▽
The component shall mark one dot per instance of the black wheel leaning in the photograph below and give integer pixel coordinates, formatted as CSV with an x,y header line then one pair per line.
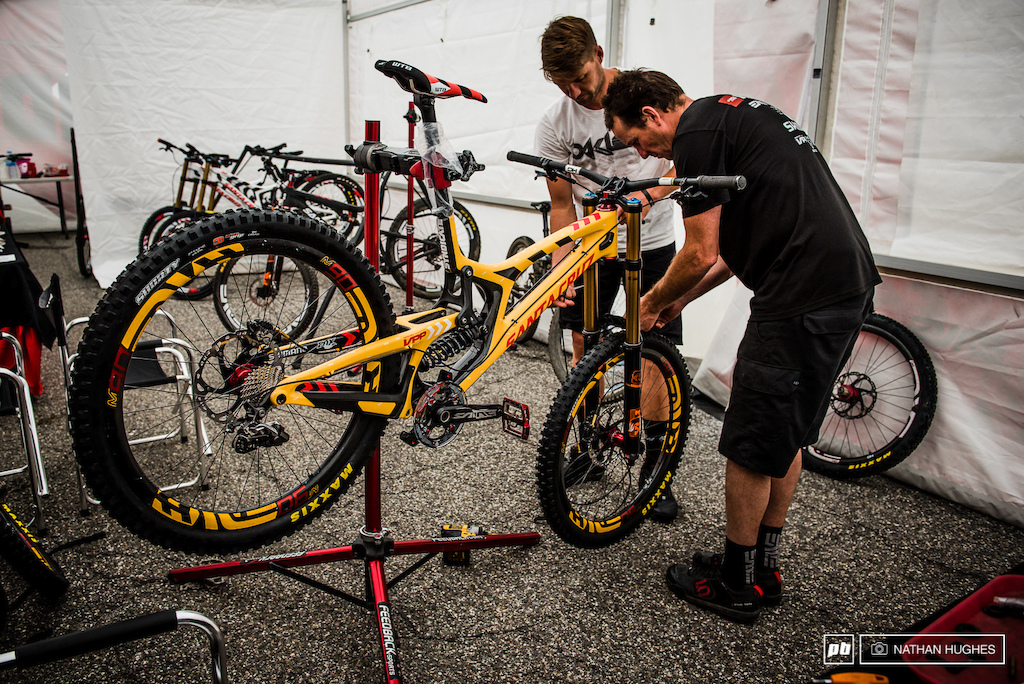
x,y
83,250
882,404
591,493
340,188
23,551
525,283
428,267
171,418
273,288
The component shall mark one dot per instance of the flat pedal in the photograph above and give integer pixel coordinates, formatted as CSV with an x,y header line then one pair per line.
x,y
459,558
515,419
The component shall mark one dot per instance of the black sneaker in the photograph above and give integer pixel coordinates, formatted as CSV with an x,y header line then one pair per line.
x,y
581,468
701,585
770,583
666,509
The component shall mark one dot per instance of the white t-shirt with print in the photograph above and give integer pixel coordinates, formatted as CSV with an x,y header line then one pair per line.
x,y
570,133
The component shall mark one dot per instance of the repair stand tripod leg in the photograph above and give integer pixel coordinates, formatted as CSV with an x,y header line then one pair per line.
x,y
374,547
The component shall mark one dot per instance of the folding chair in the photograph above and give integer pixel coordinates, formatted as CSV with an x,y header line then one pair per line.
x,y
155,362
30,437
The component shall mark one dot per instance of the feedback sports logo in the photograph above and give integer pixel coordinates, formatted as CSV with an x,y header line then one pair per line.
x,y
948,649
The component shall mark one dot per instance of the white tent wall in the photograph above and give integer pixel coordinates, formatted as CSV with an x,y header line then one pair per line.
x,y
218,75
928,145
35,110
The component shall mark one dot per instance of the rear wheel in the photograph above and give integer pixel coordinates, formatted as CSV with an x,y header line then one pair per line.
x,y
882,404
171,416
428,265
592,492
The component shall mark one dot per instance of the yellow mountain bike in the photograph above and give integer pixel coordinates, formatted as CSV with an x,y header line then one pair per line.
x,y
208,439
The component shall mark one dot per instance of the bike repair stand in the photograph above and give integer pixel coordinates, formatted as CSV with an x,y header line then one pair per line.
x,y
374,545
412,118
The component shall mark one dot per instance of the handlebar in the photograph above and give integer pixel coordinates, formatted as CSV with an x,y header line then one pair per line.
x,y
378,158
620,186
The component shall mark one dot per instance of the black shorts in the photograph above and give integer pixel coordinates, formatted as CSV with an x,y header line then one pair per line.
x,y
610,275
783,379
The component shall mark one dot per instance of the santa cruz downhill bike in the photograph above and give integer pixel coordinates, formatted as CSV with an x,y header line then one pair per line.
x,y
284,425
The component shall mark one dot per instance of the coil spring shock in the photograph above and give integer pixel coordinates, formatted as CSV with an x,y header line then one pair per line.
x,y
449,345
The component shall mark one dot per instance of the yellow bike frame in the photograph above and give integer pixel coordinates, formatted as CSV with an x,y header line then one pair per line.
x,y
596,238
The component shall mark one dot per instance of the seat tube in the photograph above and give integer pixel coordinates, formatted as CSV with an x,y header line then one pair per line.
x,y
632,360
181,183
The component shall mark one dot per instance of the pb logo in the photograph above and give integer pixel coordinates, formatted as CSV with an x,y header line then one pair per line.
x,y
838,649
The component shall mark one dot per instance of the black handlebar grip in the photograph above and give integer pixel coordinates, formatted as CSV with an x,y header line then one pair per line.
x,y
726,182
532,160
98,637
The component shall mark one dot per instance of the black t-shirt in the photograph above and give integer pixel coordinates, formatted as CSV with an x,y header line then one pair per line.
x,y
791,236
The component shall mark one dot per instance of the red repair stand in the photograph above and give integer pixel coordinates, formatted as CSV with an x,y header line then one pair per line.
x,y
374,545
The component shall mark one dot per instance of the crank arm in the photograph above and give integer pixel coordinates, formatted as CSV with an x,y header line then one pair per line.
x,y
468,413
△
▽
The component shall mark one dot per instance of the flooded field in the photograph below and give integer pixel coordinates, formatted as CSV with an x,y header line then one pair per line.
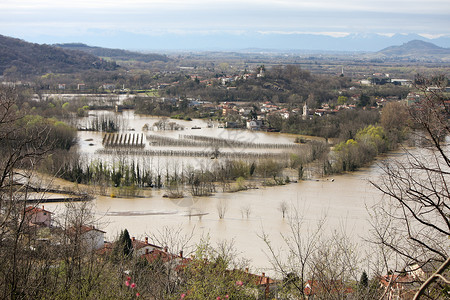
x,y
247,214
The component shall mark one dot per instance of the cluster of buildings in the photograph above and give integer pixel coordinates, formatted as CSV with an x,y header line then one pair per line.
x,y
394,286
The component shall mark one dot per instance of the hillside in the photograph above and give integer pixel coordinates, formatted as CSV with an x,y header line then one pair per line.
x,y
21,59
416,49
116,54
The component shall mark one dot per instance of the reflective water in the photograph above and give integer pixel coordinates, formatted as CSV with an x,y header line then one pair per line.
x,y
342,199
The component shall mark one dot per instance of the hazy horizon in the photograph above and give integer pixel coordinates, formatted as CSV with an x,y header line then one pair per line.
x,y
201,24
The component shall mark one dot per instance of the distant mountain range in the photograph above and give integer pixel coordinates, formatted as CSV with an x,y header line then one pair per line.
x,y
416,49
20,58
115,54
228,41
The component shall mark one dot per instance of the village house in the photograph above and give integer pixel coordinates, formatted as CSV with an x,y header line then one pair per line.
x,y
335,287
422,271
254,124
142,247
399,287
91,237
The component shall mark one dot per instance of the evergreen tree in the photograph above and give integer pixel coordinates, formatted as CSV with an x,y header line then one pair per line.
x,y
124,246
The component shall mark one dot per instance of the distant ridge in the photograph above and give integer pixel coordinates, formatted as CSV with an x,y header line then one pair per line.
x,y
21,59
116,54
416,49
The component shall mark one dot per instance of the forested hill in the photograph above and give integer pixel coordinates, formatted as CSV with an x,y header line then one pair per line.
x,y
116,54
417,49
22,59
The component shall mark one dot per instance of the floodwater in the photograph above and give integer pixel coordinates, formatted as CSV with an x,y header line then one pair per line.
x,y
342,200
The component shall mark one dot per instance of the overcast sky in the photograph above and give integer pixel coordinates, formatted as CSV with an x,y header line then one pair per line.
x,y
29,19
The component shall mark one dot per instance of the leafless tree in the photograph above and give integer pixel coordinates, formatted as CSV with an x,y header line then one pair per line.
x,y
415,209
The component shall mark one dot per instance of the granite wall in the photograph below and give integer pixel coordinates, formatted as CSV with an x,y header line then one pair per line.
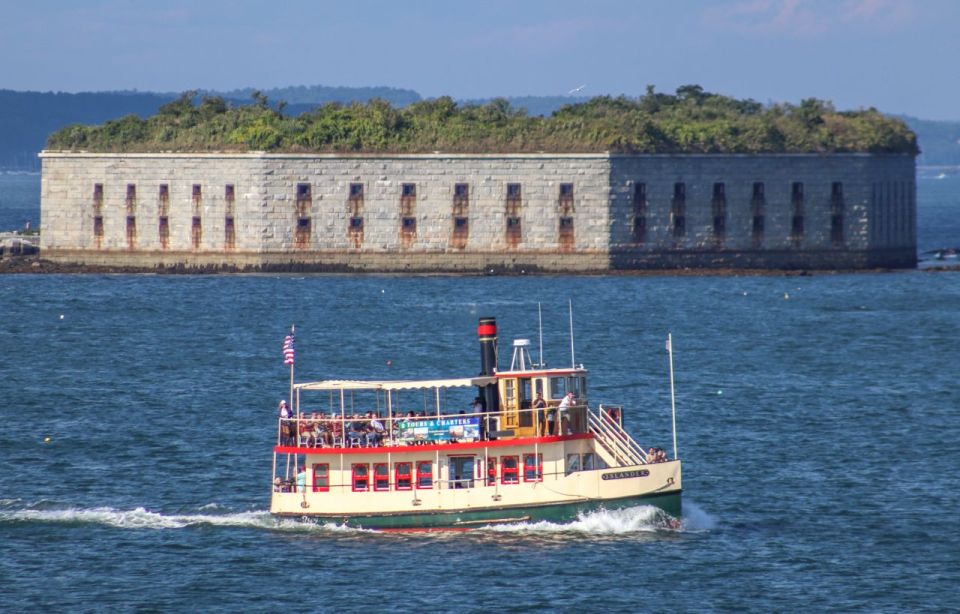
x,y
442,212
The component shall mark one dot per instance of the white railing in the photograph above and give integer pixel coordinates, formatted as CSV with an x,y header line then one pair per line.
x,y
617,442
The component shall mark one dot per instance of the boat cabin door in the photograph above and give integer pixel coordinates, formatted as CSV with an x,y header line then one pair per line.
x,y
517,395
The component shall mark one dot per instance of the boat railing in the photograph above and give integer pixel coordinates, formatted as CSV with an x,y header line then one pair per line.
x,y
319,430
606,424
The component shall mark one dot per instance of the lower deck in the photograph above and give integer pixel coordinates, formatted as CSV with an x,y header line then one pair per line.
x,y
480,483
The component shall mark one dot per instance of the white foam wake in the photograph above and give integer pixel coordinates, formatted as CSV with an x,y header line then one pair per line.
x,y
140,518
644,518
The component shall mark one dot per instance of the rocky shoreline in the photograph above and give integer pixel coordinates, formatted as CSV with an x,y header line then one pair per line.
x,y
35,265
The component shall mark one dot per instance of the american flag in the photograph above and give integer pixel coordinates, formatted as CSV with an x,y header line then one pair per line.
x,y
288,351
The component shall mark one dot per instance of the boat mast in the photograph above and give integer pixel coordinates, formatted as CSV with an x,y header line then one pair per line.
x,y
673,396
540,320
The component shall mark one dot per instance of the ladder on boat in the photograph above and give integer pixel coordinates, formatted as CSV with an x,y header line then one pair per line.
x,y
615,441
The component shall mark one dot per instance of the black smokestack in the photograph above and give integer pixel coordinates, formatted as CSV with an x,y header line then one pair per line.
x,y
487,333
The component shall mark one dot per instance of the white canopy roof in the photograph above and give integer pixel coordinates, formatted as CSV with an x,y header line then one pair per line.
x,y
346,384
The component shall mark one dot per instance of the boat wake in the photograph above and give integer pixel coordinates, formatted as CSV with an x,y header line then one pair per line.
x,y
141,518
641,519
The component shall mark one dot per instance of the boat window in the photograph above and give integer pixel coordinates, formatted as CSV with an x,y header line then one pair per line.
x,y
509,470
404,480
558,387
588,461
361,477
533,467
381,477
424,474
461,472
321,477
△
▽
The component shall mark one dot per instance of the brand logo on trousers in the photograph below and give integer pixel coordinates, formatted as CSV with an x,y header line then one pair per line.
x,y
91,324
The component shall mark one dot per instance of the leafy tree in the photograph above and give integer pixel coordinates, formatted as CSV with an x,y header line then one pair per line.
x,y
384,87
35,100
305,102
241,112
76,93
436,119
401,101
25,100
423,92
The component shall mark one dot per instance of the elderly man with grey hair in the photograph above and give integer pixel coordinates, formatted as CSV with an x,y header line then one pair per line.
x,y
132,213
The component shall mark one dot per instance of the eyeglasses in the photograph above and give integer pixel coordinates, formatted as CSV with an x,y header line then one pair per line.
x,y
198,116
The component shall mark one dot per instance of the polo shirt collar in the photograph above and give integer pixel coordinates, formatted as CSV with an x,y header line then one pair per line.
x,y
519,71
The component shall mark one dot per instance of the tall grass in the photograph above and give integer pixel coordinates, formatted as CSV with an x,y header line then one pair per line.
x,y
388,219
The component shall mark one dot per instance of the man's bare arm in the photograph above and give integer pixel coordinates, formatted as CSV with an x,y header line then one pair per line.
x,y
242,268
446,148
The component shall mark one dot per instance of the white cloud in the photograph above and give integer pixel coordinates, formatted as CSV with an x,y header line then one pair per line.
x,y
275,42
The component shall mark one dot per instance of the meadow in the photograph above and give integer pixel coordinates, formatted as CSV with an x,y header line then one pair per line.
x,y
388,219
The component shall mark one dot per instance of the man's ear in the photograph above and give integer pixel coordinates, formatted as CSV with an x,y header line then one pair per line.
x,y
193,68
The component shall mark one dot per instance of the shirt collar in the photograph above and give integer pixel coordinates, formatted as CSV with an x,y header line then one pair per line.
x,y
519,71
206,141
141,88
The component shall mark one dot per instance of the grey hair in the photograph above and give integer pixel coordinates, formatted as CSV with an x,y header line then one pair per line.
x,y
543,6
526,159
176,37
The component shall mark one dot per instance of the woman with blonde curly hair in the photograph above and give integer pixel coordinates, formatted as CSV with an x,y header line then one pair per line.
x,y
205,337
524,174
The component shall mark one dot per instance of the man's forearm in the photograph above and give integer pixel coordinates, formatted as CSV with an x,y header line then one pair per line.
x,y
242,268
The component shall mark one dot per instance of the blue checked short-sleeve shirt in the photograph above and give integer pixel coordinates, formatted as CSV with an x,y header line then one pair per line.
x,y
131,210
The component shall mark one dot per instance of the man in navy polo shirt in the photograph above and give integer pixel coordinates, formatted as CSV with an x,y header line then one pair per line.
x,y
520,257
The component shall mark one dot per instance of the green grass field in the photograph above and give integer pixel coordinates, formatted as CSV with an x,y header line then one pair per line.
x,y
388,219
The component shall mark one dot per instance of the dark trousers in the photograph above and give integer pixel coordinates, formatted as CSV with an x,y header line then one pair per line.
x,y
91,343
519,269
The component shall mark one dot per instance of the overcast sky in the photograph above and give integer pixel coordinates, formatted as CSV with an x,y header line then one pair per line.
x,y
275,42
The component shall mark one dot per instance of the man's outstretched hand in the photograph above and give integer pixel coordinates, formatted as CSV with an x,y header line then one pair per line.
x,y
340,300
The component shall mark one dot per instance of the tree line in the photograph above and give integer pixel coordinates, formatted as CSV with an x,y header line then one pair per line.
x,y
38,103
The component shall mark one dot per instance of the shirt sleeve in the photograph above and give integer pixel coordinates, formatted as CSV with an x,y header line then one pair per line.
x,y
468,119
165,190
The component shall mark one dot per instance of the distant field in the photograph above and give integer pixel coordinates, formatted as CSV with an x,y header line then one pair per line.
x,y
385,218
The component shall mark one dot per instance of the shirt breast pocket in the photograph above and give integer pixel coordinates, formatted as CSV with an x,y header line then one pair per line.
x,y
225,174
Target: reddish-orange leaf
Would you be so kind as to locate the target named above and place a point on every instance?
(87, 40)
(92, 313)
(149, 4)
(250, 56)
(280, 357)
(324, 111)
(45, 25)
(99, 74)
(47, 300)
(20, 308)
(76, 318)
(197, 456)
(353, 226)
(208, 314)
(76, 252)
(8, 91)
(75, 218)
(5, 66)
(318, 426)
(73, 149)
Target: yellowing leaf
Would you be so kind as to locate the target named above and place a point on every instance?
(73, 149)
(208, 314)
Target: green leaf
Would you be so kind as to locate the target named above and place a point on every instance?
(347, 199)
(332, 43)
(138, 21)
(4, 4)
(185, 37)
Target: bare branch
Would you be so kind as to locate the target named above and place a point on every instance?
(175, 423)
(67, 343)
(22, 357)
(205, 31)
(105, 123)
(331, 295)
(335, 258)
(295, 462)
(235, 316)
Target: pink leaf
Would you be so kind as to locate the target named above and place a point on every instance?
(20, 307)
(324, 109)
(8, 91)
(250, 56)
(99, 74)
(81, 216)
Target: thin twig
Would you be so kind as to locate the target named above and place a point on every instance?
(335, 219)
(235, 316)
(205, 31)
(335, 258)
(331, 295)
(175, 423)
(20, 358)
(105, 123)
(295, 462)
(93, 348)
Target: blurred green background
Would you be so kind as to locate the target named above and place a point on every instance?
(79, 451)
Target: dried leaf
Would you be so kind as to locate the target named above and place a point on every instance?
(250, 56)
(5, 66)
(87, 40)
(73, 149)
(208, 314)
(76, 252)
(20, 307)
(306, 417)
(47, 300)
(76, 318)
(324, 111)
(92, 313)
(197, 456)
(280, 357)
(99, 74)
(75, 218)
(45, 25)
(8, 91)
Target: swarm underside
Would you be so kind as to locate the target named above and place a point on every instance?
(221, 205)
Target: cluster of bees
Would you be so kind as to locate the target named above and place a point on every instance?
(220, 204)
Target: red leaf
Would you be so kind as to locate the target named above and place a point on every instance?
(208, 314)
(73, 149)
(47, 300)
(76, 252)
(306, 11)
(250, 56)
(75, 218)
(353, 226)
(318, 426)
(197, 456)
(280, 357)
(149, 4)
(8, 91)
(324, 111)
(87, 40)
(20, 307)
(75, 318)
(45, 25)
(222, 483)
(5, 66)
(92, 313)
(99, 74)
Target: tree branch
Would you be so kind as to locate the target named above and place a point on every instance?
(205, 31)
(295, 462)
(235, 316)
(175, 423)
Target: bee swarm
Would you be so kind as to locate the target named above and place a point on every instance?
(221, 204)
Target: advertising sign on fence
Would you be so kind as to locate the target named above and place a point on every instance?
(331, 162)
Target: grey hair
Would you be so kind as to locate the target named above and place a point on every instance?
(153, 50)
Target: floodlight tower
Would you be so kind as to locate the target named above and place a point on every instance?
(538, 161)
△
Aim of the exercise
If a line in the records above contains "swarm", copy that line.

Solved problem
Target: swarm underside
Target: bee swarm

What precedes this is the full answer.